Supplied passage:
▶
Specifically, EFE’s verification service has regularly received around fifty requests to investigate text messages, photographs and videos, written in English and from addresses identified by Anglo-Saxon names, since the end of December 2023.
The battery of questions sent by email coincides in formula and content with those received on its official X account (@EFEVerifica) or with others sent to the profile of the whole of the EFE Agency (@EFEnoticias), inquiries that began in October.
DISTRACT AND EXAMINE
In addition to the investigations initiated by the verifiers concerned, different groups of analysts are examining the characteristics of these actions.
These experts agree that among the motivations of those responsible for this campaign seems to be the desire to divert the attention of the media consulted and to make them waste their time and resources on irrelevant investigations, as in the case of Antibot4Navalny, which attributes the strategy to pro-Russian actors.
The campaign is also the subject of a study by the Finnish digital research company Check First, which analyses its characteristics under the name ‘Operation Overload’.
Check First is supported in this work by the international non-profit organisation Reset.Tech.
Cross-checking the suspicious cases with Antibot4Navalny’s database, which has compiled at least 550 such X-posts, confirms that the same accounts have also challenged other media outlets, institutions and public figures, as EFE Verifica has been able to verify.
◀
Data segment:
▶
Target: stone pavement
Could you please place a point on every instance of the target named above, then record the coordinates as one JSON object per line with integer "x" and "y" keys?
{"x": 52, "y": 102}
◀
Reproduce, word for word, the stretch of the passage above about the email campaign aimed at EFE's verification service that runs from "DISTRACT AND EXAMINE" through "of these actions.".

Output of the exercise:
DISTRACT AND EXAMINE
In addition to the investigations initiated by the verifiers concerned, different groups of analysts are examining the characteristics of these actions.